Understanding and Using Your Privilege

Parents and parent-researchers are ideally positioned to study language learning because of the potential comprehensiveness there is for data collection.  Because parent-research is focused on understanding literacy learning, chance encounters between children and print afford parents and parent-researchers an understanding of the interactions that are at the core of literacy learning, yet not accessible to everyone.  These unique moments are particularly important as they can provide new insights into the profession’s understanding of literacy learning.

            Expanding the Boundaries of What is Data. Miller’s study in this volume explores the concept of race as three young children grapple with it.  While one can be certain that this is only a small slice of the data that Miller collected, she took advantage of this unique data set to explicate the development of one aspect of social consciousness in young children.  Kabuto takes advantage of the bilingual setting in which her child is being raised to look at writing.  Lopez-Robertson took note of the problems involved in raising bilingual children in what she calls “a monolinguistic era.”  Few language and literacy researchers have ever done these kinds of studies before.  Similar opportunities exist for other parents and parent-researchers.  The key is close observation and attending to difference.

            Because parents and parent-researchers have an opportunity to see their children in a variety of places and spaces, data can take many forms.  Reoccurring conversations about a puzzling concept, Post-It Notes on the refrigerator, tape-recorded conversations between siblings, email messages sent or responded to, responses to environmental print, attempts to read junk mail, wadded up pieces of paper stuck together with tons of scotch tape, are just some of the possibilities.

            It is, however, important to understand that language and literacy researchers need to collect more than just the conversation or artifact created.  One of the frameworks that socio-semioticans use is M.A.K. Halliday’s framework of “field,” “mode,” and “tenor” (1975).  “Field’ is defined as a detailed description of what is currently happening and how it relates to earlier events in the life of the learner.  In other words, not only what is happening, but what is the history of this literacy event.  “Mode” is used as a reminder to record what modes of communication were present in the literacy event as well as which modes of communication were directly involved in the production of this artifact.  While the event you are observing may well involve language, it may also involve technology, art, music, dance and/or drama.  “Tenor” refers to the social actors that are present in the literacy event and how these persons are related to the event itself and to each other.

            Explicating the Taken For Granted.  Research has been defined as “making the known strange” (Heath, 1983).  Rather than describe events in a once-over-lightly fashion, research means to “re-envision” or to “re-search” what now is taken for granted.  The goal is to unpack for purposes of clarification what language users and learners may have seen but never taken the time to think through carefully.  Put another way, simplicity is not the goal of research.  While anyone can explain a complex process simply, this, in itself, does not alter the complexity of the underlying process.  As Burke said, “Complex processes may be clarified, but never simplified” (Burke, 1971).

            Researchers operating out of a socio-semiotic model of literacy have talked about complexity through the use of the term “demonstrations” (Smith, 1981).  In any literacy event there are multitude of demonstrations.  When you as a parent read a story to your child at bedtime you are demonstrating the importance of story, under what conditions you like to read, how readers hold a book, how books work (front to back), what things you think are funny, and how the voices of various characters sound.

Rows from an object pointing dataset:
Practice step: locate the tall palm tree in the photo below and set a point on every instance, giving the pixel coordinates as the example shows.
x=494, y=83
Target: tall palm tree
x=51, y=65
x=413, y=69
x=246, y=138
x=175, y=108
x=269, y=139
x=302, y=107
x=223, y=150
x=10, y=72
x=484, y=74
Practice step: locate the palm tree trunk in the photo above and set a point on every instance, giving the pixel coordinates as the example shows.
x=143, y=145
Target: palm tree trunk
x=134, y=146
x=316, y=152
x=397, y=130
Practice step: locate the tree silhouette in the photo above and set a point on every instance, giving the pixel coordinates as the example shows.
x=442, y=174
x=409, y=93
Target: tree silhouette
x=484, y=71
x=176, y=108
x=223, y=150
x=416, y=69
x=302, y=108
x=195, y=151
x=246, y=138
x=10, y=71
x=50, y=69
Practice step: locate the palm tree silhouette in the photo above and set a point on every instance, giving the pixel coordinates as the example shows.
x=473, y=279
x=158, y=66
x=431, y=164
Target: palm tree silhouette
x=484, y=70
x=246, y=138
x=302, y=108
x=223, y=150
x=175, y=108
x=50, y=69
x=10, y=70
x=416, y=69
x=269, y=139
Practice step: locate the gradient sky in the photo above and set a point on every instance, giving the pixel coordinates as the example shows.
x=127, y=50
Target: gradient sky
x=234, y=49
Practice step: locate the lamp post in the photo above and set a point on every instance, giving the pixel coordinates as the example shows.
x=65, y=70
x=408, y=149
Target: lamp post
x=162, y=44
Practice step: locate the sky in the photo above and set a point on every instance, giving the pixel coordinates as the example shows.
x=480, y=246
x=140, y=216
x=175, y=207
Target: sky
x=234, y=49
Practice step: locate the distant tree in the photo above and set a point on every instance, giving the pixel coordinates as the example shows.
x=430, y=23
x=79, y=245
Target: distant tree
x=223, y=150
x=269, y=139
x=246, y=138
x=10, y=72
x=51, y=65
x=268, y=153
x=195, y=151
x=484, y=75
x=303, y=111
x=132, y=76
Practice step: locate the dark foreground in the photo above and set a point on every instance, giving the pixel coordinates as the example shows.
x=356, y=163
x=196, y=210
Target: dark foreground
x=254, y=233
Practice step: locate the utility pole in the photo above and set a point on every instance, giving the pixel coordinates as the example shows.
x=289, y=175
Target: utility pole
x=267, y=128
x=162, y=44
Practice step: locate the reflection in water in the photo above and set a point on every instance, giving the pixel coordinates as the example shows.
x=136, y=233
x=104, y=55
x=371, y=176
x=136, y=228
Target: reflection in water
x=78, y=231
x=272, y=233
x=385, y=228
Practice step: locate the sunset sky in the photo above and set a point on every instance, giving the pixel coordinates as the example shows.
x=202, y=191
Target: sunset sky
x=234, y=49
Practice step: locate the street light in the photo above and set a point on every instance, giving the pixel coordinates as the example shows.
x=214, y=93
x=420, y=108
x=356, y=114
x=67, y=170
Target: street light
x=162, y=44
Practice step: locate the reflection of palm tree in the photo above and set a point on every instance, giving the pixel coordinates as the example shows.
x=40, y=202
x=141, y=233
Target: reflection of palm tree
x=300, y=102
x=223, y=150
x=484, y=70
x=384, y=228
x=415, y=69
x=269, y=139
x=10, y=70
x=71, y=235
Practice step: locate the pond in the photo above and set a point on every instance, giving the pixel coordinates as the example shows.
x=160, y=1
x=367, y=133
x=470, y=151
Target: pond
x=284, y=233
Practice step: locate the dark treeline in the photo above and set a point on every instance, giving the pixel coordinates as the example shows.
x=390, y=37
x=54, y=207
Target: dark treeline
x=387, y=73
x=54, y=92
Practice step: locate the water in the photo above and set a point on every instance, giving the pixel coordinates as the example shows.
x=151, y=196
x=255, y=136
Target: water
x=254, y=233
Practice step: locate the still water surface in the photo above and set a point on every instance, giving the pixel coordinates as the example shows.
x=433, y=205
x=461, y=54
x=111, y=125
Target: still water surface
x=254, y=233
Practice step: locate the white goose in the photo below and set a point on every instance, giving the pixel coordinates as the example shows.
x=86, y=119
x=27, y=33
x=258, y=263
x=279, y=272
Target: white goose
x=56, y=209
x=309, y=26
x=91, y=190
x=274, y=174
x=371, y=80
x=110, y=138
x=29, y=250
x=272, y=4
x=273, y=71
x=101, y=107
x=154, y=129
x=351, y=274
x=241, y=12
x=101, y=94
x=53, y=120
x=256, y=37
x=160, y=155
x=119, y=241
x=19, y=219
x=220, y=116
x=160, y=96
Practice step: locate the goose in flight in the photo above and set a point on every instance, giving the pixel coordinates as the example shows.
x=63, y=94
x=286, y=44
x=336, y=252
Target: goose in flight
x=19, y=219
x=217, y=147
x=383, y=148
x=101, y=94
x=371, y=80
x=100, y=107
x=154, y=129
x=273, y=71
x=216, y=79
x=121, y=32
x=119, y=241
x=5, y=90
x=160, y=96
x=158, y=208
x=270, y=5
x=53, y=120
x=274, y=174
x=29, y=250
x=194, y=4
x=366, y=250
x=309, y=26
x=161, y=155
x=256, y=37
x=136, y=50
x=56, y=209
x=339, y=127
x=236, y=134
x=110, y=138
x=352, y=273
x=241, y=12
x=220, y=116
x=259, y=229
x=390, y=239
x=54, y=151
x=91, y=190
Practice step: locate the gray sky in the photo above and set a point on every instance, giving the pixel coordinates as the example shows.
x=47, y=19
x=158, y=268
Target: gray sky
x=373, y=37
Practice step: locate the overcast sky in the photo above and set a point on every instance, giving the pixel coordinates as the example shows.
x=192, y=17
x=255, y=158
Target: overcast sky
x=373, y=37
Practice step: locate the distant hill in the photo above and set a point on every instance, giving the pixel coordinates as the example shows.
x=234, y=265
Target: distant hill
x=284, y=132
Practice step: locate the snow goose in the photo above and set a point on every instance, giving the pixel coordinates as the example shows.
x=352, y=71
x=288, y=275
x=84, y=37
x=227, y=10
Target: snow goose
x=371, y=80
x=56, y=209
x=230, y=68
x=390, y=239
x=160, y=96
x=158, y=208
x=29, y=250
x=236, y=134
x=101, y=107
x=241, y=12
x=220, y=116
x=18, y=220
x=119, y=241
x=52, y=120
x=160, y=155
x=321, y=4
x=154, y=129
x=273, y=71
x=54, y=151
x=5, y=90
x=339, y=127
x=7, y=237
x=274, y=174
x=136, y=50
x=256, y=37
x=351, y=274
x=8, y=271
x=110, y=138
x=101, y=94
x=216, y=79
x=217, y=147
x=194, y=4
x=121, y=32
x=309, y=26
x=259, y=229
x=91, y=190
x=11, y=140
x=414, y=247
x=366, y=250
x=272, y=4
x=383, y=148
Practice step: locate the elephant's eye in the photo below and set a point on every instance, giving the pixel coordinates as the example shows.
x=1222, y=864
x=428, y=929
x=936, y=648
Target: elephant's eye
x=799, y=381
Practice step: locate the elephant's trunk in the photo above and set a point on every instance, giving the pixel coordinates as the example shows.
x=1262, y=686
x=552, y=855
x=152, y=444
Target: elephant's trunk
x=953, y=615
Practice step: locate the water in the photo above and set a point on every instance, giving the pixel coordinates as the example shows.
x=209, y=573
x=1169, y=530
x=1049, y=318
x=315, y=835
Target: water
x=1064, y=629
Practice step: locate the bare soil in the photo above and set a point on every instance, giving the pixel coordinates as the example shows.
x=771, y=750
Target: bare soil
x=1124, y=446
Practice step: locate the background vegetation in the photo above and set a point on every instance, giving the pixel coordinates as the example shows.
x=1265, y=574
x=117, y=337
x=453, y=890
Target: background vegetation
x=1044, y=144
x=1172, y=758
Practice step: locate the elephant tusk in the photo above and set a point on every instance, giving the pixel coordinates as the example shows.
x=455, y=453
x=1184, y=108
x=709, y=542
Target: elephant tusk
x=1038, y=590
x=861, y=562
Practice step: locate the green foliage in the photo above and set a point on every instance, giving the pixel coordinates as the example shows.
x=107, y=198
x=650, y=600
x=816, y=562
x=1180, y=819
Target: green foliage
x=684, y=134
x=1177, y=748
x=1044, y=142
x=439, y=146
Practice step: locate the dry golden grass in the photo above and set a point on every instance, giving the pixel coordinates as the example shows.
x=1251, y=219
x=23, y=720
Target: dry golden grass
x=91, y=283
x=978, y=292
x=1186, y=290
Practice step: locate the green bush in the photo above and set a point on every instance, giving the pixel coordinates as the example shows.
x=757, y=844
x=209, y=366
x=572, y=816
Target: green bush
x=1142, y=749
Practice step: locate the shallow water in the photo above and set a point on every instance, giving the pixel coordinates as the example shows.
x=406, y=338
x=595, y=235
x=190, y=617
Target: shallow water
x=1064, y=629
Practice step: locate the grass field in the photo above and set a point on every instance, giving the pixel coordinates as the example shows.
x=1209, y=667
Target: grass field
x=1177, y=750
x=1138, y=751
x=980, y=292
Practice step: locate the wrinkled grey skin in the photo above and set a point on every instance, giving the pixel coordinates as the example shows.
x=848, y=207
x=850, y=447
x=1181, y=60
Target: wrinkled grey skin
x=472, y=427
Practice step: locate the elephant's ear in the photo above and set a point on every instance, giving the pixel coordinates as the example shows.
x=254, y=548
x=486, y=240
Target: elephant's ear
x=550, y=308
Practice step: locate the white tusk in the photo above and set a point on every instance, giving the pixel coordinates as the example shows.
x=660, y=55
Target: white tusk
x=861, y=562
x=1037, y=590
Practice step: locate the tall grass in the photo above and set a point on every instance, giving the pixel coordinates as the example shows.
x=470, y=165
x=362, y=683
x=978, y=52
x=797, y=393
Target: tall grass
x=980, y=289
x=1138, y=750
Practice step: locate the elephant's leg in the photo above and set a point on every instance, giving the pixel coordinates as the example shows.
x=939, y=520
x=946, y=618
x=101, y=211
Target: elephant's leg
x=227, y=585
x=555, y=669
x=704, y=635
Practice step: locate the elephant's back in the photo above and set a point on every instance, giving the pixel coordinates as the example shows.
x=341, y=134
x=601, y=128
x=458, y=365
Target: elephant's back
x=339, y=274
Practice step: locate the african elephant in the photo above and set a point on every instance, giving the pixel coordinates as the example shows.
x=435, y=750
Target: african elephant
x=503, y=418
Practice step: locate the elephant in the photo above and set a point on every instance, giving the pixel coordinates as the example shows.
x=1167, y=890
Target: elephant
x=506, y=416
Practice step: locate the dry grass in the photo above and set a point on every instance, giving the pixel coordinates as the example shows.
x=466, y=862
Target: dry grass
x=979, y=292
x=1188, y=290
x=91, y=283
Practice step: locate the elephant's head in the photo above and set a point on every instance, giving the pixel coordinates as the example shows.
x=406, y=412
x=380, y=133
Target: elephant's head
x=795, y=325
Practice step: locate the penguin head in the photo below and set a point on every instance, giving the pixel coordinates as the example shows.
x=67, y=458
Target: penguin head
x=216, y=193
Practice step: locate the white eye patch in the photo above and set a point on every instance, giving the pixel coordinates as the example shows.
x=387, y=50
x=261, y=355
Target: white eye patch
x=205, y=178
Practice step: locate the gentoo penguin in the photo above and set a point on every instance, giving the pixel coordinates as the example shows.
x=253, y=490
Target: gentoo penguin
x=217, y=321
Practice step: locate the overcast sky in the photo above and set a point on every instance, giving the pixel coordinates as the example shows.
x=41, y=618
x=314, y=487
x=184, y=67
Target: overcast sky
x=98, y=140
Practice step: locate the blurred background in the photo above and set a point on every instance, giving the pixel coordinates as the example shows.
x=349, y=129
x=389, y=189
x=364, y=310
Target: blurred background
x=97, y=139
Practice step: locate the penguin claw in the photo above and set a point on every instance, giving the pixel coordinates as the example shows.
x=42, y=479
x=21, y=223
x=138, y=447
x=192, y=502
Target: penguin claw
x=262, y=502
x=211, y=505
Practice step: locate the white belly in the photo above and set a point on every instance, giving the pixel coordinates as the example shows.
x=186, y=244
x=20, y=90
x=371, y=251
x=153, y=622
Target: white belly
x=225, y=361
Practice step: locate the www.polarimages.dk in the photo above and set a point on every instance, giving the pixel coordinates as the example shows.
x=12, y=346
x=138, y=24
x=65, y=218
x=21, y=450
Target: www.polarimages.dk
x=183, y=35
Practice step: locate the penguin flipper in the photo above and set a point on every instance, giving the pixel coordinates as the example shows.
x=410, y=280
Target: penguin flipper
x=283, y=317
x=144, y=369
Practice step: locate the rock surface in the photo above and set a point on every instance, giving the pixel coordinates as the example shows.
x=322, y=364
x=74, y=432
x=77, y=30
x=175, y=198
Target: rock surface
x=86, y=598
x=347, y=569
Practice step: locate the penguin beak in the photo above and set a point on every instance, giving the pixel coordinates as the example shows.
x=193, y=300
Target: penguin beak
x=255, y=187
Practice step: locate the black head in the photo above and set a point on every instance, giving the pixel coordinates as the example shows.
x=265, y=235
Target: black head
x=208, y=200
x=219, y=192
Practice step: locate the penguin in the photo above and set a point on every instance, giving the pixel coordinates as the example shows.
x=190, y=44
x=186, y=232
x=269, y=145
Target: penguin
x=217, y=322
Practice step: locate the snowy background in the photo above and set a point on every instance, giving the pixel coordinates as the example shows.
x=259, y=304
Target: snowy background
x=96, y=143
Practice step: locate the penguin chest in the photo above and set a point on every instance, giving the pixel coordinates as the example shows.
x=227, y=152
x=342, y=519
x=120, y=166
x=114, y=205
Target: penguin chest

What you need to do:
**a.** In the passage on parent-research, what three terms make up Halliday's framework?
**b.** Decide whether each statement agrees with the passage on parent-research. Give yes or no for each and quote the words from the passage that settle it.
(i) Research has been defined as making the known strange.
(ii) The passage says simplicity is the goal of research.
(iii) Kabuto uses the bilingual setting her child is raised in to study reading.
**c.** Keep writing the passage on parent-research in literacy, picking up after its final sentence.

Task-by-task results:
**a.** "Field," "mode," and "tenor."

**b.**
(i) Yes: "Research has been defined as “making the known strange” (Heath, 1983)."
(ii) No: "Put another way, simplicity is not the goal of research."
(iii) No: "Kabuto takes advantage of the bilingual setting in which her child is being raised to look at writing."

**c.**
            There are even more demonstrations in this literacy event.  Reading is relaxing. Reading is a great way to unwind. Reading is fun and a great way to connect with someone.  Which demonstrations a child will latch on to and learn from depends on the interests of the child at that moment in time and his or her past experience.  Said more scientifically, what is being learned will depend on the current hypothesis that the child is testing.  From the perspective of “demonstrations” the job of the observer is to pay attention to which demonstrations are being registered and to what ends.  God lives in the details, so the more complete a description the observer can provide, the better.

            As a “kid watcher,” to use Yetta Goodman’s term (1978), one has to assume that there is a reason for everything that happens, even when what happens doesn’t initially make sense.  The assumption that soico-semioticans make is that all signs are motivated (Eco, 1976).  Sorting out what the meaning of a particular sign is and its significance can be tricky, but from a research perspective one has to assume that nothing that happens in language learning is random.  This assumption is important.  Inevitably, things will happen that seem anomalous.  The more the event seems anomalous, the more important is detail.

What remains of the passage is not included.